» **Records**
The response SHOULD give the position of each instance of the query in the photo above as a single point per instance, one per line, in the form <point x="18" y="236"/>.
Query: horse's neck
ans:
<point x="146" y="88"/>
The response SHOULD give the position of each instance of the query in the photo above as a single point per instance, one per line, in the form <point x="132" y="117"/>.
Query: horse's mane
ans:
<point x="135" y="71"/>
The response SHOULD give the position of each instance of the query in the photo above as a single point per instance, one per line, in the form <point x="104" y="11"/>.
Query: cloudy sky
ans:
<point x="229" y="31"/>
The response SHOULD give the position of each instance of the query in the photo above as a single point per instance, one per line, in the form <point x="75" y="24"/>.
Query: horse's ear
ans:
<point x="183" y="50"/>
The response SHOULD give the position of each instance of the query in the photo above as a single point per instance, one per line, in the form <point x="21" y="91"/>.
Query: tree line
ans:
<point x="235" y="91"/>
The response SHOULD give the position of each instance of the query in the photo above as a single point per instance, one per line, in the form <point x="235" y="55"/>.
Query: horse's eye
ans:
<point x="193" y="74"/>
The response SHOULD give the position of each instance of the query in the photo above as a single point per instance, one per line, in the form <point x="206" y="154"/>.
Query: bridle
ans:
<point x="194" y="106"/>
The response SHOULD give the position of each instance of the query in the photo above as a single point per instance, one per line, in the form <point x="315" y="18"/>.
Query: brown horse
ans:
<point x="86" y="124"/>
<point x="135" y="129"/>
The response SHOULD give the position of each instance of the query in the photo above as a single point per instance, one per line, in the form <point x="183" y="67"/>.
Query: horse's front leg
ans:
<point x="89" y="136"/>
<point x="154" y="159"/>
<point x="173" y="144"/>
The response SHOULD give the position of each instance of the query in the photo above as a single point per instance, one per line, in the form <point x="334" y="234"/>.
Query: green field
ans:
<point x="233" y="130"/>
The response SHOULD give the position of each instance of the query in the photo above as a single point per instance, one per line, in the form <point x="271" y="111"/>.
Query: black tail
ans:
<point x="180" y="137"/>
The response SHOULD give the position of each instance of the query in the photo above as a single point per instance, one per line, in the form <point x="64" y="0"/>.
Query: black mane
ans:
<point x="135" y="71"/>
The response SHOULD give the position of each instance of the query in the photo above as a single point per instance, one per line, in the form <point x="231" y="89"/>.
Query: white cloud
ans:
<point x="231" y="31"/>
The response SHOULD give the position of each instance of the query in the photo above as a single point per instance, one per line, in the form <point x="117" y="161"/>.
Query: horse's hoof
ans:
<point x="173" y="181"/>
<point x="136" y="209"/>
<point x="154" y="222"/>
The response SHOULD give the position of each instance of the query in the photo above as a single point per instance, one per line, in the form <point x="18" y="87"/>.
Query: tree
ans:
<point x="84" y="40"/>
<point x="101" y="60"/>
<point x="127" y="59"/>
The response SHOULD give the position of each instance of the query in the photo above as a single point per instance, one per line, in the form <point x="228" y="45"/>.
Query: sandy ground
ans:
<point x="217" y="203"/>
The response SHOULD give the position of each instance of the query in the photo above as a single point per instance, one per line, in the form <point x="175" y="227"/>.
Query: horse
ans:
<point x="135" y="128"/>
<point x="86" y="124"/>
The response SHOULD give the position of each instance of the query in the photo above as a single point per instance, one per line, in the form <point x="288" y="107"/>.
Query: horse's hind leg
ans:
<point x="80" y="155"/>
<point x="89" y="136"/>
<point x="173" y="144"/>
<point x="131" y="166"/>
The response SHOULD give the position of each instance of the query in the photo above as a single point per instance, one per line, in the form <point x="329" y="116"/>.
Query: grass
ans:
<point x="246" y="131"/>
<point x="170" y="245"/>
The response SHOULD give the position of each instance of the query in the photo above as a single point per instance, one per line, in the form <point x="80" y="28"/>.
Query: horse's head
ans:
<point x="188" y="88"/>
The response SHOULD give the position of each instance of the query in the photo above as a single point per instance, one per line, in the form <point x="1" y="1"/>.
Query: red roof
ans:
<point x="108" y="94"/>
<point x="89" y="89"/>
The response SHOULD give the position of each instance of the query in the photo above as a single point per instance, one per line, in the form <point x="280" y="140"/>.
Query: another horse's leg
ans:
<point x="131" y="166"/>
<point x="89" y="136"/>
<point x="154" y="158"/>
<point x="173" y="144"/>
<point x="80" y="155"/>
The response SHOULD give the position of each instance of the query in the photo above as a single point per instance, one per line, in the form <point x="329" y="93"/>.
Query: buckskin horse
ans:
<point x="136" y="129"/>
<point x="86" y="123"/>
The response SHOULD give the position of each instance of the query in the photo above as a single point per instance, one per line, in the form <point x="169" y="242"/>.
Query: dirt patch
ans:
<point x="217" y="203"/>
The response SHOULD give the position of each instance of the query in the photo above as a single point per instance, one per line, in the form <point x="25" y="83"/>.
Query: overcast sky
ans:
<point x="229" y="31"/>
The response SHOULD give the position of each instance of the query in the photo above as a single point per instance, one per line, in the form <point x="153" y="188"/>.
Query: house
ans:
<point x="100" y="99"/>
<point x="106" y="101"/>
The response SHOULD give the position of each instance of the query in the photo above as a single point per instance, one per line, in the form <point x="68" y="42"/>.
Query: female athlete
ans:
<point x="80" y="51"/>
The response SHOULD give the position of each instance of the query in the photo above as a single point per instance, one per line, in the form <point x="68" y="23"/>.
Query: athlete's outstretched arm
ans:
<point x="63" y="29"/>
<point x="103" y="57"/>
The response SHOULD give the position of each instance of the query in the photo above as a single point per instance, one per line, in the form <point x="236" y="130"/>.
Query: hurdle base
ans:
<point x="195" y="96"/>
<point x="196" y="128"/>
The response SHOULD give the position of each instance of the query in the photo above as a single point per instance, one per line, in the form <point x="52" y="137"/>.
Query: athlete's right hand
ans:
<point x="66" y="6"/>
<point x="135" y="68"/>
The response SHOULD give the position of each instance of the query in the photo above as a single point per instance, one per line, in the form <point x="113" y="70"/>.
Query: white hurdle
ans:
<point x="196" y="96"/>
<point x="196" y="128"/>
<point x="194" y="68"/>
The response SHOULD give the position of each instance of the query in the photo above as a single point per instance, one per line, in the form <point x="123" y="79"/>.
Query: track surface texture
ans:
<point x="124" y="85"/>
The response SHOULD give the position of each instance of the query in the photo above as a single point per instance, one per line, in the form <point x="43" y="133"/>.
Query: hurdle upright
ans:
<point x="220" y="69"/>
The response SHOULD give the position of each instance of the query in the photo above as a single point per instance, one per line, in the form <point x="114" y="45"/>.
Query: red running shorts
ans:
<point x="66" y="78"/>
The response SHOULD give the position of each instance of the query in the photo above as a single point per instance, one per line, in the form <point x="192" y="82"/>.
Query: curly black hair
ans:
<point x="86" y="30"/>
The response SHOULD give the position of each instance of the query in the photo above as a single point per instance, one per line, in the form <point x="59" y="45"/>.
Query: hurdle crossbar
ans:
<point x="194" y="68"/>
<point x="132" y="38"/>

» **Task to complete**
Extract all of the material exactly as it is written.

» **Reply to the exercise**
The response SHOULD give the position of each instance of the query in the photo above as a single point per instance, one per line, in the form <point x="18" y="236"/>.
Query: horse's neck
ans:
<point x="146" y="88"/>
The response SHOULD give the position of each instance of the query in the photo above as a single point per instance, one per line, in the form <point x="132" y="117"/>.
Query: horse's mane
ans:
<point x="135" y="71"/>
The response SHOULD give the position of each instance of the query in the photo above as a single point per instance, one per line, in the form <point x="104" y="11"/>.
Query: cloudy sky
ans:
<point x="229" y="31"/>
The response SHOULD give the position of each instance of the query in the photo above as a single point per instance, one per line, in the form <point x="75" y="24"/>.
Query: horse's ear
ans:
<point x="183" y="50"/>
The response SHOULD give the position of each instance of the query in the photo above as a single point per instance, one per line, in the form <point x="21" y="91"/>.
Query: tree line
ans:
<point x="235" y="91"/>
The response SHOULD give the position of each instance of the query in the photo above as a single point per instance, one per line, in the form <point x="235" y="55"/>.
Query: horse's eye
ans:
<point x="193" y="74"/>
The response SHOULD give the position of each instance of the query in the photo above as a single point per instance, one per line, in the form <point x="206" y="154"/>.
Query: bridle
ans:
<point x="194" y="106"/>
The response SHOULD give the position of each instance of the query in the photo above as a single point per instance, one per line, in the form <point x="315" y="18"/>.
Query: brown horse
ans:
<point x="86" y="124"/>
<point x="135" y="129"/>
The response SHOULD give the position of each instance of the query in the photo above as a single point per instance, one per line, in the form <point x="183" y="67"/>.
Query: horse's front leg
ans:
<point x="89" y="136"/>
<point x="154" y="159"/>
<point x="173" y="144"/>
The response SHOULD give the position of each instance of the query in the photo above as a single point per instance, one per line, in the form <point x="334" y="234"/>.
Query: green field
ans:
<point x="233" y="130"/>
The response SHOULD give the position of each instance of the query in the photo above as a single point per instance, one per line, in the form <point x="271" y="111"/>.
Query: black tail
ans:
<point x="180" y="137"/>
The response SHOULD give the position of each instance of the query in the photo above as a single point per instance, one per line, in the form <point x="64" y="0"/>.
Query: black mane
ans:
<point x="135" y="71"/>
The response SHOULD give the position of each instance of the query in the photo above as a single point per instance, one per line, in the form <point x="231" y="89"/>.
Query: white cloud
ans:
<point x="231" y="31"/>
The response SHOULD give the position of each instance of the query in the photo above as a single point per instance, one per line, in the form <point x="117" y="161"/>.
Query: horse's hoof
ans:
<point x="173" y="181"/>
<point x="136" y="209"/>
<point x="154" y="222"/>
The response SHOULD give the position of each instance of the query in the photo above as a single point per instance, one per line, in the form <point x="18" y="87"/>.
Query: tree
ans:
<point x="84" y="40"/>
<point x="101" y="60"/>
<point x="127" y="59"/>
The response SHOULD give the position of each instance of the query in the photo above as a single point per instance, one per line, in the form <point x="228" y="45"/>.
Query: sandy ground
ans:
<point x="217" y="203"/>
The response SHOULD give the position of each instance of the query in the photo above as a single point per instance, one per line, in the form <point x="175" y="227"/>.
Query: horse
ans:
<point x="135" y="128"/>
<point x="86" y="124"/>
The response SHOULD give the position of each instance of the query in the photo above as a single point per instance, one per line, in the form <point x="288" y="107"/>.
Query: horse's hind leg
ans:
<point x="80" y="155"/>
<point x="89" y="136"/>
<point x="173" y="144"/>
<point x="131" y="166"/>
The response SHOULD give the position of each instance of the query in the photo above as a single point per instance, one per line, in the form <point x="329" y="116"/>.
Query: grass
ans:
<point x="246" y="131"/>
<point x="170" y="245"/>
The response SHOULD give the position of each instance of the query in the photo above as a single point per instance, one per line, in the form <point x="80" y="28"/>.
Query: horse's head
ans:
<point x="188" y="88"/>
The response SHOULD give the position of each instance of the query in the photo above as a single point per instance, one per line, in the form <point x="1" y="1"/>.
Query: red roof
ans:
<point x="108" y="94"/>
<point x="89" y="89"/>
The response SHOULD give the position of each instance of the query in the photo above as a single point per instance, one per line, in the form <point x="280" y="140"/>.
Query: another horse's leg
ans:
<point x="131" y="166"/>
<point x="89" y="136"/>
<point x="154" y="158"/>
<point x="173" y="144"/>
<point x="80" y="155"/>
The response SHOULD give the position of each instance of the query in the photo above as a single point per instance, one per line, in the form <point x="329" y="93"/>.
Query: buckskin horse
ans:
<point x="136" y="129"/>
<point x="86" y="123"/>
The response SHOULD give the position of each instance of the query in the photo above as a single point per instance, one per line, in the form <point x="169" y="242"/>.
Query: dirt patch
ans:
<point x="217" y="203"/>
The response SHOULD give the position of each instance of the query in the photo above as a single point per instance, one per line, in the form <point x="25" y="83"/>.
Query: overcast sky
ans:
<point x="229" y="31"/>
The response SHOULD give the position of each instance of the query in the photo above as a single point per instance, one per line, in the form <point x="153" y="188"/>.
Query: house
ans:
<point x="100" y="99"/>
<point x="106" y="101"/>
The response SHOULD give the position of each instance of the query in the photo above as a single point per instance, one per line, in the form <point x="68" y="42"/>.
Query: female athlete
ans:
<point x="80" y="51"/>
The response SHOULD give the position of each instance of the query in the photo above as a single point per instance, one per line, in the form <point x="68" y="23"/>.
Query: athlete's outstretched arm
ans:
<point x="63" y="29"/>
<point x="103" y="57"/>
The response SHOULD give the position of each instance of the query in the photo above as a single point per instance, one per line, in the form <point x="236" y="130"/>.
Query: hurdle base
ans:
<point x="195" y="96"/>
<point x="196" y="128"/>
The response SHOULD give the position of each instance of the query in the photo above as a single point per instance, one per line, in the form <point x="52" y="137"/>.
Query: athlete's right hand
ans:
<point x="66" y="6"/>
<point x="135" y="68"/>
The response SHOULD give the position of each instance of the query in the photo above as a single point per instance, one per line, in the form <point x="113" y="70"/>.
Query: white hurdle
ans:
<point x="196" y="96"/>
<point x="196" y="128"/>
<point x="194" y="68"/>
The response SHOULD give the position of each instance of the query in the photo above as a single point per instance, one per line, in the form <point x="123" y="79"/>.
Query: track surface texture
ans:
<point x="124" y="85"/>
The response SHOULD give the position of each instance of the query in the photo above as a single point per instance, one per line, in the form <point x="43" y="133"/>.
Query: hurdle upright
ans:
<point x="220" y="69"/>
The response SHOULD give the position of each instance of the query in the photo above as a single point per instance, one per line, in the form <point x="114" y="45"/>.
Query: red running shorts
ans:
<point x="66" y="78"/>
The response SHOULD give the position of each instance of the query in the photo above as a single point per instance, one per line, in the form <point x="192" y="82"/>.
Query: curly black hair
ans:
<point x="86" y="30"/>
The response SHOULD give the position of each instance of the query in the photo above as a single point per instance, one per line, in the form <point x="59" y="45"/>.
Query: hurdle crossbar
ans:
<point x="194" y="68"/>
<point x="132" y="38"/>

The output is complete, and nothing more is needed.